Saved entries
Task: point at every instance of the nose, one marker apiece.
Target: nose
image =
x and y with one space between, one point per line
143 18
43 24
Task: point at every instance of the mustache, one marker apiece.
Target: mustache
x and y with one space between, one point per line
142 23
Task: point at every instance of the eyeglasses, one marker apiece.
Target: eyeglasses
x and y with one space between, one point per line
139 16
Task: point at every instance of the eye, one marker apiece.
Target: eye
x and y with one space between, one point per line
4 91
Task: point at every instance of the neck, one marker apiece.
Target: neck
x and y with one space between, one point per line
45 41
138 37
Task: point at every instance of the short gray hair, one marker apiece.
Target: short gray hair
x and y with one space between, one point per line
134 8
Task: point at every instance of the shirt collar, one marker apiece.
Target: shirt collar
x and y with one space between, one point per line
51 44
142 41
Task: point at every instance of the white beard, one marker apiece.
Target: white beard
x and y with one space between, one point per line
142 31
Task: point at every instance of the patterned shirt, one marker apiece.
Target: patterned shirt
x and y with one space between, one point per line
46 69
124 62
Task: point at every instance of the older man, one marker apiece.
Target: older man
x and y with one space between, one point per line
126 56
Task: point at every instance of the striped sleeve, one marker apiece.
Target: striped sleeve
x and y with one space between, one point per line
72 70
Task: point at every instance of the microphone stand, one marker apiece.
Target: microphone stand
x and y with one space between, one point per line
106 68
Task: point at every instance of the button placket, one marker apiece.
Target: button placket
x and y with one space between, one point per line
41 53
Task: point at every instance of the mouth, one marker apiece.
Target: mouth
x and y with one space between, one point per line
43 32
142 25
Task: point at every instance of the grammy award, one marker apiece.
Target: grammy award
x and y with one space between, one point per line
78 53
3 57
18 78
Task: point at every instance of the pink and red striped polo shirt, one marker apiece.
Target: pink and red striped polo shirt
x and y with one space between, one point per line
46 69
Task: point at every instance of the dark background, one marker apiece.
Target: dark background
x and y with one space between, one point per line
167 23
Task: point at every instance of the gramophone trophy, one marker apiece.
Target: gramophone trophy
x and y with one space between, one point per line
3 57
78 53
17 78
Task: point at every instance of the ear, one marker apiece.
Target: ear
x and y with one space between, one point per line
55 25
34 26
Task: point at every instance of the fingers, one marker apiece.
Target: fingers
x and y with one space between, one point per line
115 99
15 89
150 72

Job
Turn all of the material above into a Markdown table with two columns, n and Line. Give each line its own row with its number, and leave out any blank lines.

Right answer
| n | Line |
|---|---|
| 1 | Task: point at every instance of the nose, one marker apiece. |
| 2 | Target: nose |
| 3 | image = |
| 4 | x and y with one space between, one point per line |
| 5 | 143 18 |
| 6 | 43 24 |
| 7 | Task: point at every instance of the mustache, one marker apiece. |
| 8 | Target: mustache |
| 9 | x and y with one space between, one point per line |
| 10 | 142 23 |
| 11 | Task: point at every instance of the eyeglasses, one marker apiece. |
| 12 | Target: eyeglasses |
| 13 | x and y with one space between, one point per line |
| 14 | 139 16 |
| 15 | Task: point at every instance of the eye, one marker apiece. |
| 16 | Target: eye |
| 17 | x and y with one space between, one point per line |
| 18 | 4 91 |
| 19 | Task: point at every instance of the neck, one marker apiece. |
| 20 | Target: neck |
| 21 | x and y with one space between, one point per line |
| 22 | 45 41 |
| 23 | 138 37 |
| 24 | Task: point at every instance of the short gray hair, one marker apiece. |
| 25 | Target: short gray hair |
| 26 | x and y with one space between, one point per line |
| 27 | 134 8 |
| 28 | Task: point at every instance of the shirt collar, one marker apiece. |
| 29 | Target: shirt collar |
| 30 | x and y with one space between, one point per line |
| 31 | 51 44 |
| 32 | 142 41 |
| 33 | Task: point at every instance of the white beard, one marker apiece. |
| 34 | Target: white beard |
| 35 | x and y with one space between, one point per line |
| 36 | 142 31 |
| 37 | Task: point at every instance of the patterned shirt, one marker apiece. |
| 38 | Target: patterned shirt |
| 39 | x and y with one space between, one point per line |
| 40 | 46 69 |
| 41 | 124 62 |
| 42 | Task: point at every instance of the older man, one marker apiece. |
| 43 | Target: older man |
| 44 | x and y with one space between, one point per line |
| 45 | 126 56 |
| 46 | Task: point at every instance of the striped sleeve, one marker apiece. |
| 47 | Target: striped sleeve |
| 48 | x and y with one space between, one point per line |
| 49 | 72 70 |
| 50 | Task: point at every instance of the microphone stand, one marker apiece. |
| 51 | Target: microphone stand |
| 52 | x and y with one space between, one point per line |
| 53 | 106 68 |
| 54 | Task: point at every instance of the button placket, one marker apiece. |
| 55 | Target: button placket |
| 56 | x and y with one space between, one point per line |
| 57 | 41 53 |
| 58 | Task: point at every instance of the mouth, one marker apiece. |
| 59 | Target: mouth |
| 60 | x and y with one space between, one point per line |
| 61 | 43 32 |
| 62 | 142 25 |
| 63 | Task: point at every instance of the grammy award, one marker apiece. |
| 64 | Target: grammy award |
| 65 | x and y with one space between, one point per line |
| 66 | 78 53 |
| 67 | 3 57 |
| 68 | 18 78 |
| 69 | Task: point at every instance of the pink and red striped polo shirt, one marker apiece. |
| 70 | Target: pink and red striped polo shirt |
| 71 | x and y with one space between, one point per line |
| 72 | 46 69 |
| 73 | Task: point at every instance of the dark background, one marker apiece. |
| 74 | Target: dark background |
| 75 | x and y with one space between, one point per line |
| 76 | 167 23 |
| 77 | Task: point at every instance of the gramophone trophy, one marker apiece. |
| 78 | Target: gramophone trophy |
| 79 | x and y with one space between, one point per line |
| 80 | 3 57 |
| 81 | 78 53 |
| 82 | 17 78 |
| 83 | Task: point at every instance of the ear, one marker apiece. |
| 84 | Target: ear |
| 85 | x and y with one space between, one point per line |
| 86 | 55 25 |
| 87 | 34 26 |
| 88 | Task: point at every instance of the fingers, one marker apiece. |
| 89 | Target: fingers |
| 90 | x and y with one space between, one point per line |
| 91 | 115 99 |
| 92 | 15 89 |
| 93 | 150 72 |